Task to complete:
Lay out the items below as a Markdown table with the columns "No." and "Text", putting each non-blank line in its own row, numbered in order. Leave the pictures out.
◆ ◆ ◆ ◆
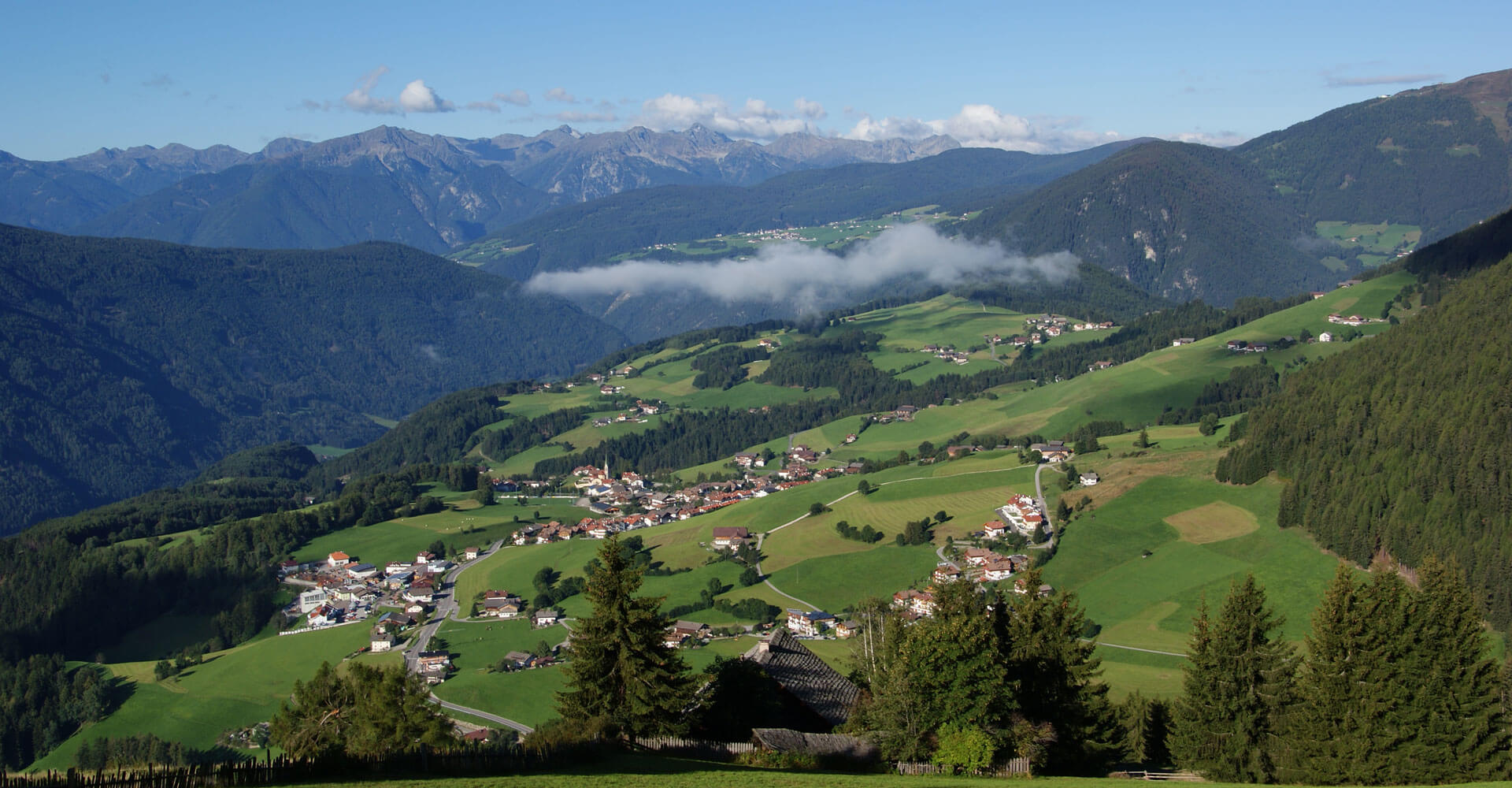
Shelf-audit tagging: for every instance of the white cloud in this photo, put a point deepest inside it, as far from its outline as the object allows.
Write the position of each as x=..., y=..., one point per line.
x=363, y=100
x=1332, y=80
x=1219, y=139
x=417, y=97
x=813, y=279
x=983, y=126
x=754, y=120
x=810, y=110
x=516, y=97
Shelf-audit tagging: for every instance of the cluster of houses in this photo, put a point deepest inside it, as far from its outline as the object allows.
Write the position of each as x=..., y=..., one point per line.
x=637, y=413
x=1053, y=451
x=498, y=604
x=1352, y=319
x=611, y=498
x=947, y=353
x=1239, y=345
x=340, y=589
x=980, y=564
x=1021, y=515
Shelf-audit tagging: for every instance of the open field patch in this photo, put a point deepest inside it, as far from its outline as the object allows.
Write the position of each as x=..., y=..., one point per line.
x=1213, y=522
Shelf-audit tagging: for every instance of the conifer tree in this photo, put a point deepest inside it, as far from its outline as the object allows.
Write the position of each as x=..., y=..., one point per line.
x=622, y=676
x=1464, y=734
x=1328, y=728
x=1058, y=678
x=1236, y=684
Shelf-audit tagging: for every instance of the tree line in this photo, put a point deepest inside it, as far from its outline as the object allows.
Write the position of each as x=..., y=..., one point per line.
x=1402, y=445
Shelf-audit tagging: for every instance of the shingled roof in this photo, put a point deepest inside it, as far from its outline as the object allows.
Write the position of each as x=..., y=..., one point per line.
x=805, y=676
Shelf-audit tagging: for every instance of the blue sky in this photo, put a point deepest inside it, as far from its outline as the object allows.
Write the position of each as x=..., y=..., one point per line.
x=1035, y=77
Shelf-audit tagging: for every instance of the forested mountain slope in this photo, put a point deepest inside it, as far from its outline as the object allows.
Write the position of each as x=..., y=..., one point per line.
x=1438, y=158
x=131, y=363
x=588, y=233
x=381, y=185
x=1177, y=220
x=1403, y=447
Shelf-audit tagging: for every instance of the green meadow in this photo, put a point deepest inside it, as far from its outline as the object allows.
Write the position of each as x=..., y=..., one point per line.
x=232, y=689
x=652, y=771
x=1382, y=240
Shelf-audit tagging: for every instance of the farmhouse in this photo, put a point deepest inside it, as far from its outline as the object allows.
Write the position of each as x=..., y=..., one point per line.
x=380, y=641
x=433, y=666
x=729, y=537
x=1053, y=452
x=945, y=574
x=808, y=623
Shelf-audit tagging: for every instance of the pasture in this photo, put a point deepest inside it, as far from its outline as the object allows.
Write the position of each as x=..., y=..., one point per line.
x=232, y=689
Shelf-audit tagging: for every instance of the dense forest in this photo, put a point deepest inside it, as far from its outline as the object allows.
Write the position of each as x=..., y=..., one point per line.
x=588, y=233
x=132, y=363
x=1180, y=221
x=839, y=362
x=1429, y=158
x=1402, y=445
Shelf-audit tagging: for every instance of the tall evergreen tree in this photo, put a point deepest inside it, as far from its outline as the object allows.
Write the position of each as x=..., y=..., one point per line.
x=1058, y=678
x=1236, y=682
x=622, y=676
x=1464, y=734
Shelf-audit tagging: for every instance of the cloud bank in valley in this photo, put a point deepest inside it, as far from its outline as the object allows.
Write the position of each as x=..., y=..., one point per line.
x=811, y=279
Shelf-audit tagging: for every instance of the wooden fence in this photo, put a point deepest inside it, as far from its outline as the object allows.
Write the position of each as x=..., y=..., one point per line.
x=693, y=748
x=1018, y=768
x=286, y=770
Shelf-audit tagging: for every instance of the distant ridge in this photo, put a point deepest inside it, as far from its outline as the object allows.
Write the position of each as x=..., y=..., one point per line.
x=386, y=184
x=133, y=363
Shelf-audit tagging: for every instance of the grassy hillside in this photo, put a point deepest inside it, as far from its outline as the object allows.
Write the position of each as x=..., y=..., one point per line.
x=232, y=689
x=1145, y=546
x=646, y=771
x=133, y=363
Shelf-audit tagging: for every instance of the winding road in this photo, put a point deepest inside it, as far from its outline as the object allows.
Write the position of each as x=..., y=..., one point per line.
x=447, y=608
x=941, y=552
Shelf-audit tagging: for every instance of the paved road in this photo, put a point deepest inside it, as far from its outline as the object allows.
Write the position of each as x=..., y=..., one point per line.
x=447, y=608
x=483, y=714
x=762, y=537
x=1132, y=648
x=1040, y=498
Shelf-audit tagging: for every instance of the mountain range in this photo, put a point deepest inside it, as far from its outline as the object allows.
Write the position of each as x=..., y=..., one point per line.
x=428, y=191
x=133, y=363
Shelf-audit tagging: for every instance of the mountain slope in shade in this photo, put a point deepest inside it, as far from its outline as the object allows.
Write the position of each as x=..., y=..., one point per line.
x=1177, y=220
x=132, y=363
x=576, y=236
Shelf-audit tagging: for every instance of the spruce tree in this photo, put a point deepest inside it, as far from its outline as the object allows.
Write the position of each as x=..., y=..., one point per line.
x=1464, y=734
x=621, y=675
x=1058, y=678
x=1236, y=684
x=1326, y=737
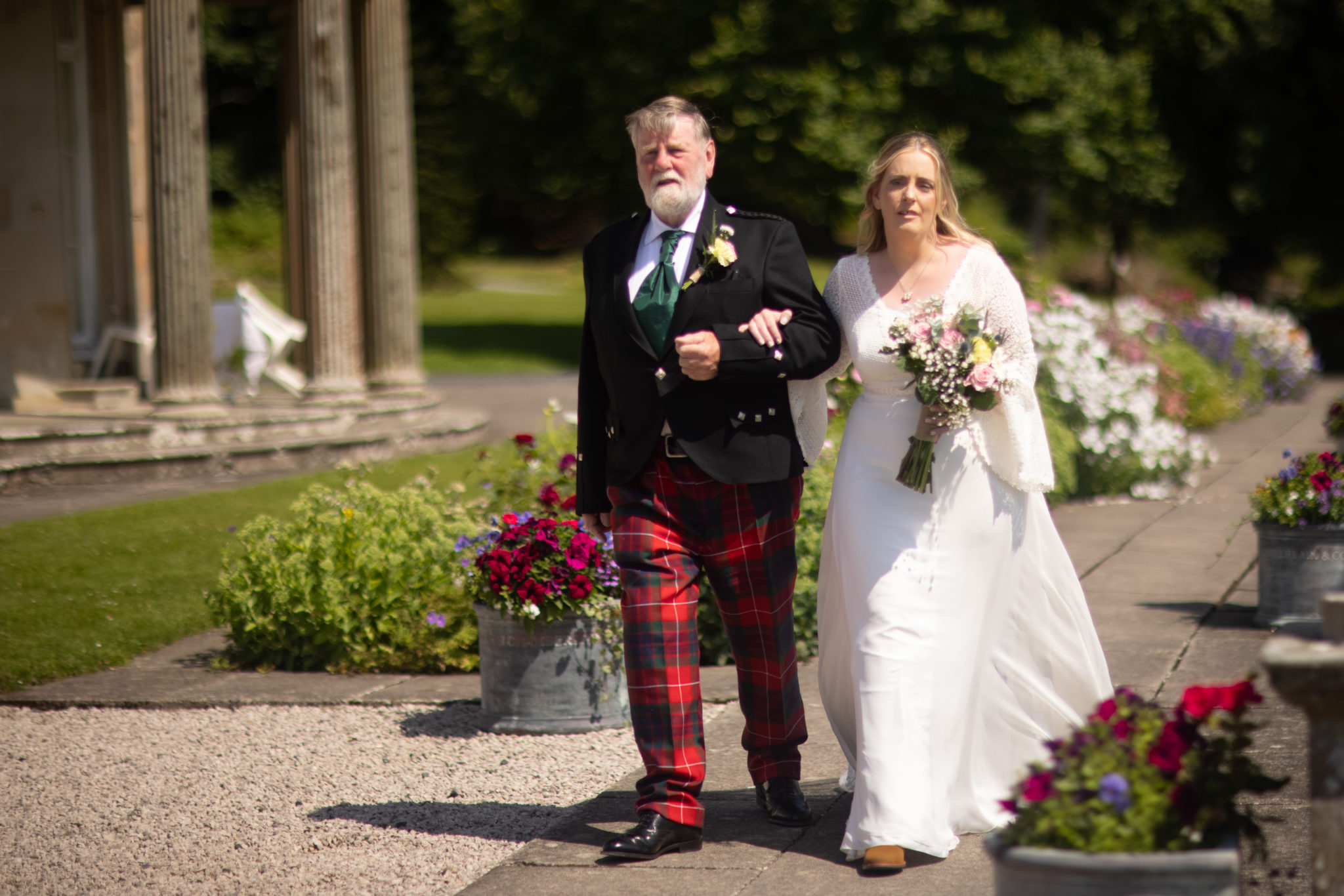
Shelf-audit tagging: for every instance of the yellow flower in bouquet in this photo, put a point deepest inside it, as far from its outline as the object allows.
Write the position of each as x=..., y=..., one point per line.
x=982, y=351
x=722, y=251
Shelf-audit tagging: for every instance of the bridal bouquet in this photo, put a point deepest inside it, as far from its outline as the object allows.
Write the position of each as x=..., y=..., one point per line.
x=954, y=363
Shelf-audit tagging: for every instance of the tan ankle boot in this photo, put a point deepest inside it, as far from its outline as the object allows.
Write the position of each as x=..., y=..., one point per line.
x=883, y=859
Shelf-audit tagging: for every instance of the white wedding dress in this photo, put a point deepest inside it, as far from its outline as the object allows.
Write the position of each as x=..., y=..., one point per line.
x=955, y=636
◆ ◆ ◆ ◆
Output:
| No. | Text |
|---|---|
| 1 | Shelf-audit tagging: for every instance of the white cloud in this photo, put a point deepest inside it, as far from its outline as the object allows. |
| 2 | Write the position of each as x=..., y=..., one point per line. |
| 3 | x=363, y=100 |
| 4 | x=1332, y=80 |
| 5 | x=1219, y=139 |
| 6 | x=417, y=97 |
| 7 | x=813, y=279 |
| 8 | x=983, y=126 |
| 9 | x=754, y=120 |
| 10 | x=810, y=110 |
| 11 | x=516, y=97 |
| 12 | Shelf-audit tagging: for every instance of the cluster of houses in this photo, put a point deepest inside it, as far from its outline as the object allows. |
| 13 | Write the position of each as x=..., y=..., one point per line. |
| 14 | x=637, y=413 |
| 15 | x=1053, y=451 |
| 16 | x=498, y=604 |
| 17 | x=1352, y=319 |
| 18 | x=611, y=498 |
| 19 | x=947, y=353 |
| 20 | x=1239, y=345 |
| 21 | x=340, y=589 |
| 22 | x=980, y=564 |
| 23 | x=1021, y=515 |
| 24 | Shelf-audit tagging: for every instance of the open field patch in this photo, put a point deepest inside it, as far from its outline as the object allows. |
| 25 | Write the position of each as x=..., y=..., one point per line. |
| 26 | x=1213, y=522 |
| 27 | Shelf-audit tagging: for every instance of the conifer tree in this photo, put a point deepest inside it, as far from its outline as the object allows. |
| 28 | Write the position of each as x=..., y=..., one point per line. |
| 29 | x=622, y=676 |
| 30 | x=1464, y=734 |
| 31 | x=1328, y=728 |
| 32 | x=1058, y=678 |
| 33 | x=1236, y=684 |
| 34 | Shelf-audit tagging: for every instance of the tree line in this photo, put a point deepest inside it, as far from its outline as the object allows. |
| 35 | Write the position of each as x=..., y=..., one point per line. |
| 36 | x=1402, y=445 |
| 37 | Shelf-audit tagging: for every instance of the shingled roof in this photo, put a point deepest inside it, as far from its outline as the object allows. |
| 38 | Write the position of each as x=..., y=..., one point per line. |
| 39 | x=805, y=676 |
| 40 | Shelf-audit tagging: for every instance of the blue sky in this photo, put a point deepest inside it, as far from its outline as the object allows. |
| 41 | Write the position of each as x=..., y=..., one point per line. |
| 42 | x=1035, y=77 |
| 43 | Shelf-audit tagging: for every instance of the forested mountain slope in this photo, put a point deepest inside it, as far from its outline as the object allows. |
| 44 | Write the position of each as x=..., y=..., one point per line. |
| 45 | x=1438, y=158 |
| 46 | x=131, y=363 |
| 47 | x=588, y=233 |
| 48 | x=381, y=185 |
| 49 | x=1177, y=220 |
| 50 | x=1403, y=447 |
| 51 | Shelf-audit tagging: for every instance of the green meadow in this photo, put a point deepest inside it, as far from its outline as the object allows. |
| 52 | Write the position of each as x=..., y=..., one point per line. |
| 53 | x=232, y=689 |
| 54 | x=652, y=771 |
| 55 | x=1382, y=240 |
| 56 | Shelf-audit tagging: for every instance of the farmhouse in this photo, put a point deepest inside it, as far from its outline as the object allows. |
| 57 | Write the position of each as x=..., y=..., one point per line. |
| 58 | x=380, y=641 |
| 59 | x=433, y=666 |
| 60 | x=729, y=537 |
| 61 | x=1053, y=452 |
| 62 | x=945, y=574 |
| 63 | x=808, y=623 |
| 64 | Shelf-audit tagging: for every instance of the pasture in this photo, put a point deepest inside it, as far from its outline as the object allows. |
| 65 | Write the position of each as x=..., y=..., one point per line. |
| 66 | x=232, y=689 |
| 67 | Shelf-audit tagging: for every instance of the dense forest in this photo, put a point deepest inside it, as far from its outline as the object allows. |
| 68 | Write the position of each as x=..., y=..., one point per line. |
| 69 | x=588, y=233 |
| 70 | x=132, y=363 |
| 71 | x=1180, y=221 |
| 72 | x=839, y=362 |
| 73 | x=1429, y=158 |
| 74 | x=1402, y=445 |
| 75 | Shelf-audit tagging: for every instance of the tall evergreen tree in this photo, put a point deepest inside it, as far from its outline as the object allows. |
| 76 | Write the position of each as x=..., y=..., one point per line. |
| 77 | x=1058, y=678 |
| 78 | x=1236, y=682 |
| 79 | x=622, y=676 |
| 80 | x=1464, y=734 |
| 81 | Shelf-audit tagging: for every instance of the cloud bank in valley in this photo, put a point deepest inside it, as far from its outline as the object allows. |
| 82 | Write the position of each as x=..., y=..., one point per line. |
| 83 | x=811, y=279 |
| 84 | Shelf-audit tagging: for every instance of the wooden fence in this photo, put a point deepest inside it, as far from its outline as the object allows. |
| 85 | Write the position of each as x=..., y=..., one point per line. |
| 86 | x=693, y=748 |
| 87 | x=1018, y=768 |
| 88 | x=286, y=770 |
| 89 | Shelf-audit tagging: for every instance of the distant ridge in this photo, put a point deepest inside it, as far from its outline as the object allows. |
| 90 | Write the position of each as x=..., y=..., one point per line. |
| 91 | x=386, y=184 |
| 92 | x=133, y=363 |
| 93 | Shelf-audit tagging: for every instance of the grassy hillside in this photo, put a point deepest inside it, as far from its outline as the object allows. |
| 94 | Write the position of each as x=..., y=..., one point per line. |
| 95 | x=232, y=689 |
| 96 | x=1145, y=546 |
| 97 | x=646, y=771 |
| 98 | x=133, y=363 |
| 99 | Shelf-audit tagging: for every instance of the winding road in this photo, put a point deepest inside it, as far from its outline as the object allows. |
| 100 | Write the position of each as x=..., y=..., one point per line. |
| 101 | x=447, y=608 |
| 102 | x=941, y=552 |
| 103 | Shelf-audit tagging: for every instance of the paved road in this photo, put a point deepest inside it, as far from its outline as the object allows. |
| 104 | Write the position of each as x=..., y=..., one point per line. |
| 105 | x=447, y=608 |
| 106 | x=483, y=714 |
| 107 | x=762, y=537 |
| 108 | x=1132, y=648 |
| 109 | x=1040, y=498 |
| 110 | Shelf-audit tagging: for every instance of the mountain range in this photo, put a point deepest inside it, as far from its outline as the object allows. |
| 111 | Write the position of each as x=..., y=..., one point per line. |
| 112 | x=428, y=191 |
| 113 | x=133, y=363 |
| 114 | Shelf-audit tagging: for every instance of the mountain slope in shade in this photo, put a point deepest inside it, as far from its outline as the object allows. |
| 115 | Write the position of each as x=..., y=..., one point per line. |
| 116 | x=1177, y=220 |
| 117 | x=132, y=363 |
| 118 | x=576, y=236 |
| 119 | Shelf-audit tagging: for every instance of the spruce tree in this photo, put a point deepest inside it, as far from its outline as the object allows. |
| 120 | Write the position of each as x=..., y=..., one point per line. |
| 121 | x=1464, y=734 |
| 122 | x=621, y=675 |
| 123 | x=1058, y=678 |
| 124 | x=1236, y=684 |
| 125 | x=1326, y=737 |
| 126 | Shelf-audit tagging: for every instance of the yellow flower in bouquet in this photo, put a point deepest inside it, as far from its outline as the object allows. |
| 127 | Write the position of each as x=..., y=..., one point per line. |
| 128 | x=982, y=351 |
| 129 | x=722, y=251 |
| 130 | Shelf-audit tagging: for every instance of the bridal bouquet in this photo, put a point deepest inside it, as far from its outline as the object allows. |
| 131 | Write the position of each as x=..., y=..., one point per line. |
| 132 | x=954, y=363 |
| 133 | Shelf-audit tagging: for every instance of the tan ankle boot in this photo, put a point deepest inside it, as far from its outline as the object allows. |
| 134 | Write the position of each as x=..., y=..., one point per line. |
| 135 | x=883, y=859 |
| 136 | Shelf-audit tagging: for every instance of the white wedding dress in this photo, put a point deepest inside it, as far from its outline as the object allows. |
| 137 | Write the position of each as x=..., y=..., one point per line. |
| 138 | x=955, y=636 |